Recorded data:
━━━━━━━━━━

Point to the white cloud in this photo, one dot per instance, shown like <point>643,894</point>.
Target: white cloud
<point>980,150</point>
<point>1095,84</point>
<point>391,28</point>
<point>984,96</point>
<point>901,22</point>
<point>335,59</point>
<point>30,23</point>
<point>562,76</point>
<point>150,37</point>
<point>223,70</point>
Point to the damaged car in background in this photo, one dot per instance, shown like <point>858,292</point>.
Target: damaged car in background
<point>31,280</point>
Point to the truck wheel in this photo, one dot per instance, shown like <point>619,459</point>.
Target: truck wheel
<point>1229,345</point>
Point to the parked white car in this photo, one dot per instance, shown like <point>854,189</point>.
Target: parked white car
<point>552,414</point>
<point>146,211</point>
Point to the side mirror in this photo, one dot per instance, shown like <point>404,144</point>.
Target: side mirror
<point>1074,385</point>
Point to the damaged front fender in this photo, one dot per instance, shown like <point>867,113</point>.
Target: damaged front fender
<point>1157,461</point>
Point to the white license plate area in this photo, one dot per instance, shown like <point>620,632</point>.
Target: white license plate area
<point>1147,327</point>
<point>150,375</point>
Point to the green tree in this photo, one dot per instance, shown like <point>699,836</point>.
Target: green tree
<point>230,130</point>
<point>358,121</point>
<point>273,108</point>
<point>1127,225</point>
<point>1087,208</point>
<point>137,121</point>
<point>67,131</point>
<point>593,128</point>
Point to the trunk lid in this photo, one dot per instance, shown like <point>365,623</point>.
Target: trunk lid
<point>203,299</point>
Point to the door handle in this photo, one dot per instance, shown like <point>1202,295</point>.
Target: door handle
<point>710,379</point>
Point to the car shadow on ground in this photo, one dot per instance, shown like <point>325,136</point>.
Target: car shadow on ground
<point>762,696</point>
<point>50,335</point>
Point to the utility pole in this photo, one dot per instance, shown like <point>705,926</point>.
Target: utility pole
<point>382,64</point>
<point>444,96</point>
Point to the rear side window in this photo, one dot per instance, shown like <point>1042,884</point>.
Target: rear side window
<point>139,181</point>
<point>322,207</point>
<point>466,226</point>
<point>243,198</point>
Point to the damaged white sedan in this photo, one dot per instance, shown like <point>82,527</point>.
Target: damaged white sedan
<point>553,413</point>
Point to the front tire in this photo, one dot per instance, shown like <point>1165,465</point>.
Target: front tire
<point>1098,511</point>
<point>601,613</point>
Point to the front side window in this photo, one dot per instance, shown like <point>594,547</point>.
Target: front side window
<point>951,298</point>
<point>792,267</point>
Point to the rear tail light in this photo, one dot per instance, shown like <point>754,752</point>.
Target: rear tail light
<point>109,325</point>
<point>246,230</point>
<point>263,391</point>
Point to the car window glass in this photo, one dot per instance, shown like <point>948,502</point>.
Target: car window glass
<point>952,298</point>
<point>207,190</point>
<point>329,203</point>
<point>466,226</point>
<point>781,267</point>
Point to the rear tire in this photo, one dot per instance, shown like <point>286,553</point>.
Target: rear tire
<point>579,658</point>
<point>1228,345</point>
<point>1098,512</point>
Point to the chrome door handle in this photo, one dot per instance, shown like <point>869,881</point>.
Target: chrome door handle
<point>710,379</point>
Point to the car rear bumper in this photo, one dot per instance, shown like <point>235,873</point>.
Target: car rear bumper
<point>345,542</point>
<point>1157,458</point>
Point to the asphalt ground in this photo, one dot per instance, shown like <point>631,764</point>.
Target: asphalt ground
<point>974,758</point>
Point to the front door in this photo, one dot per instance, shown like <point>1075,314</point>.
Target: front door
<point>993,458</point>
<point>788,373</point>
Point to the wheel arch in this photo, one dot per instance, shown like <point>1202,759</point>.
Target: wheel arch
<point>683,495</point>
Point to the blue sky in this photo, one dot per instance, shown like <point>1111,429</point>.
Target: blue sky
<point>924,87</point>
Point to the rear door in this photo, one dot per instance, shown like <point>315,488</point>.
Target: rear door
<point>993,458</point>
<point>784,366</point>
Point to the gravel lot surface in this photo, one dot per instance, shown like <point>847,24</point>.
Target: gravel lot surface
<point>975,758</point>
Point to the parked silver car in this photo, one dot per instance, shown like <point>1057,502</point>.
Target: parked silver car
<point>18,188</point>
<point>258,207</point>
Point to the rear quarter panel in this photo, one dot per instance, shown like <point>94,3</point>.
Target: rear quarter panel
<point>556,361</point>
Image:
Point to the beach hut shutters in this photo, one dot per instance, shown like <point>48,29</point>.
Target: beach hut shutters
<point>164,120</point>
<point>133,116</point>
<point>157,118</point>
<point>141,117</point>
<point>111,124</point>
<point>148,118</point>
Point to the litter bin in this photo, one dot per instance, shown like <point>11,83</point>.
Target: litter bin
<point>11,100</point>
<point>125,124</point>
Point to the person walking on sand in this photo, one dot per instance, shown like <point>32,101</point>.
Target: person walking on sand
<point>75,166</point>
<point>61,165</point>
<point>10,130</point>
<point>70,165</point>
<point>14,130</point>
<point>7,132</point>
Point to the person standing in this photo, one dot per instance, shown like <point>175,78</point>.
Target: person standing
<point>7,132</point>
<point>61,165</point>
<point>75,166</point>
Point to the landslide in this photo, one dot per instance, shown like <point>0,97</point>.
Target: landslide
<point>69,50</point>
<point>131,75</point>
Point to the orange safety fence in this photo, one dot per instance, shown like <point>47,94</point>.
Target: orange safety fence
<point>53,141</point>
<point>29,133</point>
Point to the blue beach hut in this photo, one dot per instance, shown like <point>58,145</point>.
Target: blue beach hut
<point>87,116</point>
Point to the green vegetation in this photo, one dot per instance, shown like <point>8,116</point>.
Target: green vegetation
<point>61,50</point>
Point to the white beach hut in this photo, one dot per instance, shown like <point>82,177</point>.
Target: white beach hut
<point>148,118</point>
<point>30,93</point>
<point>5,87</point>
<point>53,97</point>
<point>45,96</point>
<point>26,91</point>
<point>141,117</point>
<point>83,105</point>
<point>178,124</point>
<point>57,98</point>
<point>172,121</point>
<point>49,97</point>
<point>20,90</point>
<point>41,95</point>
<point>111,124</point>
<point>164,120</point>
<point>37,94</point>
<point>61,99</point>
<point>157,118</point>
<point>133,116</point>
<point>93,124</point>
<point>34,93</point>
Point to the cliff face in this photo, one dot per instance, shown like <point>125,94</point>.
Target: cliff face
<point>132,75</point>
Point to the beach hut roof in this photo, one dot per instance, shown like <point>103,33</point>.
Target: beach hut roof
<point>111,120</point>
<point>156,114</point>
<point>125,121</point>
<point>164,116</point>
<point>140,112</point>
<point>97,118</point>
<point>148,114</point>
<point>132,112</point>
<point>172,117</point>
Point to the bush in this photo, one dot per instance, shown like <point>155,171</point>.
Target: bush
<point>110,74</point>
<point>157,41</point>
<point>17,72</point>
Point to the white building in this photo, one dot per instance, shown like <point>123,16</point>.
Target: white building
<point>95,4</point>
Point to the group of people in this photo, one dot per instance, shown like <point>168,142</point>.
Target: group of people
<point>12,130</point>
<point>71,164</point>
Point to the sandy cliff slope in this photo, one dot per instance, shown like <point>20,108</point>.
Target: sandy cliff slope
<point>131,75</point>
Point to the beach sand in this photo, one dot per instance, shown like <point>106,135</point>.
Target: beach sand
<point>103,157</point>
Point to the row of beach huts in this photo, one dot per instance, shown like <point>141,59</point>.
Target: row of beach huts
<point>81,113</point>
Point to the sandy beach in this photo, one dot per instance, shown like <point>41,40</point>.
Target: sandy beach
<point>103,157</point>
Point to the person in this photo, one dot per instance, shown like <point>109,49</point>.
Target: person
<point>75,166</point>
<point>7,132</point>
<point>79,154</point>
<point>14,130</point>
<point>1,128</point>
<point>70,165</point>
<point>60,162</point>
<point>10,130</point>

━━━━━━━━━━

Task item: A complete and exact reproduction of the data is needed.

Task result:
Point to the white cloud in this photo, one dot per instance, shown like <point>643,894</point>.
Target: white cloud
<point>980,150</point>
<point>1095,84</point>
<point>391,28</point>
<point>984,96</point>
<point>901,22</point>
<point>335,59</point>
<point>30,23</point>
<point>562,76</point>
<point>150,37</point>
<point>223,70</point>
Point to the damaged car in background in this photo, one dot per instance, shown like <point>858,292</point>.
Target: damaged car in background
<point>31,280</point>
Point to the truck wheel in this photo, one dot per instance, shown like <point>619,459</point>.
Target: truck wheel
<point>1229,345</point>
Point to the parked white car in this photo, one dot per instance, shown like <point>854,189</point>.
Target: parked white car
<point>552,414</point>
<point>146,211</point>
Point to the side mirror in this photo, one dot per instance, shown like <point>404,144</point>.
Target: side mirror
<point>1074,385</point>
Point to the damaged front fender in this photo, one dot per instance, shown like <point>867,113</point>.
Target: damaged front fender
<point>1157,461</point>
Point to the white license plate area in this photo, one dot per instance, shown like <point>620,632</point>.
Target: white license plate area
<point>1147,327</point>
<point>150,375</point>
Point to the green tree in this photo, one dot per instance, shown like <point>699,836</point>.
Target: green tree
<point>230,130</point>
<point>358,121</point>
<point>273,108</point>
<point>1127,225</point>
<point>1087,208</point>
<point>137,121</point>
<point>67,131</point>
<point>593,128</point>
Point to the trunk lid in this photo, one dot per instance, shown like <point>365,623</point>.
Target: trunk lid
<point>203,299</point>
Point to the door handle in this photo, one dot per instance, shown like <point>1202,295</point>.
Target: door handle
<point>710,379</point>
Point to the car shadow on ground in this photo, one dot per instance, shown like <point>325,136</point>.
Target: car shadow on ground
<point>762,696</point>
<point>50,335</point>
Point to the utility pole in this photo, one dot per instance, shown like <point>705,926</point>.
Target: utility pole
<point>382,64</point>
<point>444,96</point>
Point to the rear side window in this photo, one dot per instance, shown like <point>1042,884</point>.
Target: rear side window
<point>139,181</point>
<point>322,207</point>
<point>466,226</point>
<point>243,198</point>
Point to the damaged white sedan in this photo, one dot per instance, shown like <point>82,527</point>.
Target: damaged white sedan
<point>553,413</point>
Point to the front tire in this photo, one dot per instance, shown like <point>1165,465</point>.
Target: front tire
<point>1098,511</point>
<point>601,613</point>
Point to the front side window in this photo, one dot per instance, shown like <point>594,547</point>.
Target: front side window
<point>951,298</point>
<point>792,267</point>
Point to the rear tail light in this photo, one dot per instance, shown like <point>754,752</point>.
Target: rear tail light
<point>109,325</point>
<point>246,230</point>
<point>263,391</point>
Point to the car window glass in this photo, one dot per instance, shown like <point>948,502</point>.
Target: car window glass
<point>952,298</point>
<point>207,190</point>
<point>329,203</point>
<point>466,226</point>
<point>781,267</point>
Point to the rear tire in this photo, one dot per instance, shown like <point>286,553</point>.
Target: rear tire
<point>579,658</point>
<point>1228,345</point>
<point>1098,512</point>
Point to the chrome door handle in this photo, one dot per instance, shown like <point>869,881</point>.
Target: chrome door handle
<point>710,379</point>
Point to the car rear bumper in this photo, one dot per instance, shown like <point>235,873</point>.
Target: car rear bumper
<point>345,542</point>
<point>1157,458</point>
Point to the asphalt ground in this photo, one dot per instance, shown like <point>631,764</point>.
Target: asphalt ground
<point>974,758</point>
Point to the front door in this photo, one dot per instance, shown like <point>1075,314</point>.
Target: front door
<point>993,458</point>
<point>788,373</point>
Point to the wheel arch in this photo, one dot per instance, shown like <point>1202,759</point>.
Target: wheel arch
<point>683,495</point>
Point to the blue sky in this photo, one dot per instance, shown like <point>1111,429</point>.
Target: blue sky
<point>924,87</point>
Point to the rear door in this photo, one dot per instance, shown like <point>315,488</point>.
Target: rear door
<point>993,458</point>
<point>784,366</point>
Point to the gravel lot surface in this photo, one dot per instance, shown like <point>847,24</point>.
Target: gravel lot surface
<point>975,758</point>
Point to the parked silver car in this photo, one dot per instance, shown like <point>1057,502</point>.
Target: parked silver car
<point>18,188</point>
<point>258,207</point>
Point to the rear quarter panel in this photo, one dot per instance, shown like <point>94,3</point>.
Target: rear quarter panel
<point>556,361</point>
Image:
Point to the beach hut shutters in this photo, one dot per instance, shown like <point>48,29</point>.
Target: beach hut shutters
<point>164,120</point>
<point>133,116</point>
<point>157,118</point>
<point>141,117</point>
<point>111,124</point>
<point>148,118</point>
Point to the litter bin in this photo, one dot per instance, shown like <point>11,83</point>.
Target: litter bin
<point>11,100</point>
<point>125,124</point>
Point to the person walking on sand in this photo, one dot per instance, shown like <point>32,101</point>.
Target: person walking on sand
<point>75,166</point>
<point>61,165</point>
<point>10,130</point>
<point>70,165</point>
<point>14,130</point>
<point>7,132</point>
Point to the person standing in this photo, one dot per instance, shown like <point>175,78</point>.
Target: person standing
<point>7,132</point>
<point>61,165</point>
<point>75,166</point>
Point to the landslide in this photo, one dot per instance, shown like <point>0,97</point>.
Target: landslide
<point>69,50</point>
<point>131,75</point>
Point to the orange safety fence in this photo, one dot per instance, shown like <point>47,94</point>.
Target: orange safety fence
<point>53,141</point>
<point>29,133</point>
Point to the blue beach hut in this photo, one dot per instance, shown like <point>58,145</point>.
Target: blue beach hut
<point>87,116</point>
Point to the green vegetation in this photo, one dot per instance, shown like <point>8,116</point>.
Target: green vegetation
<point>61,50</point>
Point to the white beach hut in this photo, one dot per instance, shown like <point>82,177</point>.
Target: white beach hut
<point>148,118</point>
<point>30,93</point>
<point>5,87</point>
<point>53,97</point>
<point>45,96</point>
<point>26,91</point>
<point>141,117</point>
<point>83,105</point>
<point>178,124</point>
<point>57,98</point>
<point>172,121</point>
<point>49,97</point>
<point>20,90</point>
<point>41,95</point>
<point>111,124</point>
<point>164,120</point>
<point>37,94</point>
<point>61,99</point>
<point>157,118</point>
<point>133,116</point>
<point>93,124</point>
<point>34,93</point>
Point to the cliff face in this photo, one dot per instance, shown like <point>125,94</point>.
Target: cliff face
<point>132,75</point>
Point to the beach hut roof in this photo, one dot per instance, shown like <point>103,33</point>.
Target: beach hut roof
<point>111,120</point>
<point>156,114</point>
<point>125,121</point>
<point>164,116</point>
<point>140,112</point>
<point>97,118</point>
<point>148,114</point>
<point>132,112</point>
<point>172,117</point>
Point to the bush in this photo, one dot per instance, shown like <point>155,171</point>.
Target: bush
<point>110,74</point>
<point>157,41</point>
<point>17,72</point>
Point to the white building in this photo, one dot per instance, shown like <point>123,16</point>.
Target: white building
<point>95,4</point>
Point to the group of people in this photo, one dot per instance, shown like <point>168,142</point>.
Target: group of people
<point>12,130</point>
<point>71,164</point>
Point to the sandy cliff slope in this photo, one dot per instance, shown like <point>20,108</point>.
Target: sandy cliff slope
<point>131,75</point>
Point to the beach sand in this photo, one dot per instance, shown like <point>106,135</point>.
Target: beach sand
<point>103,157</point>
Point to the row of beach huts in this photo, one dot per instance, shown like <point>141,59</point>.
Target: row of beach huts
<point>81,113</point>
Point to the sandy beach in this photo, one dot per instance, shown like <point>41,40</point>.
Target: sandy beach
<point>103,157</point>
Point to the person in this photo, one dot per instance, shown like <point>109,49</point>.
Target: person
<point>75,166</point>
<point>7,132</point>
<point>79,154</point>
<point>14,130</point>
<point>1,128</point>
<point>70,165</point>
<point>60,162</point>
<point>10,130</point>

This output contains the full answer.